Pull each line of the data below and reproduce it verbatim, with no changes.

--- Start Data records ---

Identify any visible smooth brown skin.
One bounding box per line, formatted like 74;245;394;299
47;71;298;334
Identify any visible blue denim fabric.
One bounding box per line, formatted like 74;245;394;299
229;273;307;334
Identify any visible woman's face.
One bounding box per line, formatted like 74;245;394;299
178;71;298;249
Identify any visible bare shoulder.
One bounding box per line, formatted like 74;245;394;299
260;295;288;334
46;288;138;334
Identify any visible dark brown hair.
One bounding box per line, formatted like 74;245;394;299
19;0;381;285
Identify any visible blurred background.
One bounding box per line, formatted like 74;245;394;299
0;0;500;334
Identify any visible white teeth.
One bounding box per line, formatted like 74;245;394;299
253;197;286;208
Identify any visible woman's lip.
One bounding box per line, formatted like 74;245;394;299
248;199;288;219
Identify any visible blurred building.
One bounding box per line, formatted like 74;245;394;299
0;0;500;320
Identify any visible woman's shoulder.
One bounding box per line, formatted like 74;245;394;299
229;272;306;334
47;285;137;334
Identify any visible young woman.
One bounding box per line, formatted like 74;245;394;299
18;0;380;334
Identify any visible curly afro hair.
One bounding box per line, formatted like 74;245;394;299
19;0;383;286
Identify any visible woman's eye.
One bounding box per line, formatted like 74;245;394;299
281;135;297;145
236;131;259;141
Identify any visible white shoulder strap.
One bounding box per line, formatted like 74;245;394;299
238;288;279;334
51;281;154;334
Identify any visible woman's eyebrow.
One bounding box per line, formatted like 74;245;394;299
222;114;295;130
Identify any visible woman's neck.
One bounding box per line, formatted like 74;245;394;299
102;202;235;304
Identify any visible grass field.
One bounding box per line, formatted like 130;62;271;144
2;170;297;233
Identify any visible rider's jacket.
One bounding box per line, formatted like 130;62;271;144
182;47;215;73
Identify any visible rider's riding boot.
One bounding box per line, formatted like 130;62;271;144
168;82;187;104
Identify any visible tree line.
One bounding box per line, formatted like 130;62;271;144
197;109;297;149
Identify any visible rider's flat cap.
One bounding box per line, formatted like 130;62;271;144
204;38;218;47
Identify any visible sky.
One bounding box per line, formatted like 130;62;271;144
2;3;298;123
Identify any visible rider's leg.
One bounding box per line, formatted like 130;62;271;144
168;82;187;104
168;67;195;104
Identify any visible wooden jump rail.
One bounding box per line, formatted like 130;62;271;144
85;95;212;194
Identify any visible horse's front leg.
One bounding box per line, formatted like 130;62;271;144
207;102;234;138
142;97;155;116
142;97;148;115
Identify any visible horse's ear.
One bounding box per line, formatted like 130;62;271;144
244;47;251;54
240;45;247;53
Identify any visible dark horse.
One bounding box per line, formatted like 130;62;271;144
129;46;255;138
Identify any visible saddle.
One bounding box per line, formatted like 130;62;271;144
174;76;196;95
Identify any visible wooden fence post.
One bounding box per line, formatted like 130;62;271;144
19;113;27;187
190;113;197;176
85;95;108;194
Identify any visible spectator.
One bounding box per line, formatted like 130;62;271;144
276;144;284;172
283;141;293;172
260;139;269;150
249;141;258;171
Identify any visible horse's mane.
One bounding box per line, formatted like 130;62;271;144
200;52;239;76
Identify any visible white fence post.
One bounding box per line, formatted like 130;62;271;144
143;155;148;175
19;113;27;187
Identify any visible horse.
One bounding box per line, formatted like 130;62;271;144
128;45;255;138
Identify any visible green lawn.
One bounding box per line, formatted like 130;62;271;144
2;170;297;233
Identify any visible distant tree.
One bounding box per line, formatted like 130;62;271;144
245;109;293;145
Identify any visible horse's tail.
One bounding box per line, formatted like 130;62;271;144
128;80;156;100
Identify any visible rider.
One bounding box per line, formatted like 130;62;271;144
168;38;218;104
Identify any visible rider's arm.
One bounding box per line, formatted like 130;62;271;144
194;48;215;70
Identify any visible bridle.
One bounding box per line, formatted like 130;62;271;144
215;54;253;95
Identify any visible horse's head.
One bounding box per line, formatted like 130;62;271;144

--- End Data records ---

* [Written answer]:
Identify any visible smooth brown skin.
One bounding box per line, formatted like 74;245;394;299
47;71;298;334
Identify any visible blue denim fabric.
One bounding box per line, formatted like 74;245;394;299
229;273;307;334
Identify any visible woman's face.
One bounding box per line, formatted like 74;245;394;299
178;71;298;249
Identify any visible bare shoulder.
One bounding box per line, formatted like 74;245;394;299
260;295;288;334
46;288;138;334
Identify any visible dark brown hair.
One bounding box per line, formatted like 74;245;394;299
19;0;381;285
Identify any visible blurred background.
One bounding box per line, formatted like 74;245;394;299
0;0;500;334
Identify any visible white teeth.
One bounding box per line, formatted like 74;245;394;299
253;197;286;208
Identify any visible woman's lip.
One bounding box per line, formatted like 74;245;394;299
248;199;288;219
Identify any visible blurred building.
One bounding box per line, formatted like 74;245;394;299
0;0;500;320
Identify any visible woman's shoulder.
One bounding box per line, formatted like 74;245;394;299
229;272;306;334
47;285;137;334
Identify any visible young woman.
One bounding box per line, formatted like 74;245;394;299
18;0;380;334
Identify any visible curly afro hair.
One bounding box per line, formatted like 74;245;394;299
19;0;383;286
Identify any visible woman's eye.
One bounding box per line, formatted like 74;245;394;299
281;135;297;145
236;131;259;141
Identify any visible white shoulder strap.
One bounding box per line, formatted like 74;245;394;299
238;288;279;334
51;281;154;334
Identify any visible woman's eyebrow.
One bounding box per line, formatted like 74;245;394;299
222;114;295;130
Identify any visible woman's neck.
One bounding box per line, formatted like 74;245;394;299
102;202;235;304
Identify any visible grass field.
One bounding box per line, formatted like 130;62;271;144
2;170;297;233
Identify any visible rider's jacket.
One bounding box per line, formatted like 130;62;271;144
182;47;215;73
Identify any visible rider's riding boot.
One bounding box per line, formatted like 130;62;271;144
168;82;187;104
Identify any visible tree line.
One bounding box per line, formatted like 130;62;271;144
197;109;297;149
Identify any visible rider's flat cap.
One bounding box per line, formatted like 130;62;271;144
204;38;218;47
Identify any visible sky.
One bounding box per line, formatted like 130;62;271;144
2;3;298;123
Identify any visible rider's leg.
One bounding box per line, formatted like 130;62;271;144
168;82;187;104
168;67;195;104
Identify any visible wooden jump rail.
One bounding box per line, formatted like 130;62;271;144
85;95;212;194
Identify any visible horse's front leg.
One bounding box per line, formatted like 130;62;271;144
207;102;234;138
142;97;155;116
142;97;148;115
Identify any visible horse's ear.
One bounding box per line, formatted like 130;62;271;144
244;47;251;54
240;45;247;53
Identify any visible dark horse.
One bounding box per line, formatted like 130;62;271;144
129;46;255;138
Identify any visible saddle.
One bounding box per line, formatted like 130;62;271;144
174;76;196;95
Identify any visible wooden fence post.
One bounding box per line, formatted like 130;62;271;144
19;113;27;187
190;113;197;176
85;95;108;194
Identify any visible spectator.
One bounding box per line, formatted like 130;62;271;144
276;144;284;172
283;141;293;172
260;139;269;150
249;141;258;171
Identify any visible horse's mane.
One bounding box per line, formatted like 130;62;271;144
200;52;239;76
Identify any visible white fence post.
One bounding box per line, formatted like 130;62;271;144
143;155;148;175
19;113;27;187
Identify any visible horse.
One bounding box per line, formatted like 130;62;271;144
128;45;255;138
Identify any visible green lawn.
One bounding box per line, formatted like 130;62;271;144
2;170;297;233
Identify any visible distant tree.
One bounding box per line, formatted like 130;62;271;144
245;109;293;145
Identify any visible horse's tail.
One bounding box per line, formatted like 130;62;271;144
128;80;156;100
Identify any visible rider.
One bounding box per line, formatted like 130;62;271;144
168;38;218;104
Identify any visible rider's arm.
One bounding box per line, formatted like 130;62;271;144
194;48;215;70
Identify any visible bridle.
One bounding box per line, formatted like 130;62;271;144
215;54;253;95
Identify any visible horse's head.
One bounding box per line, formatted like 130;62;271;144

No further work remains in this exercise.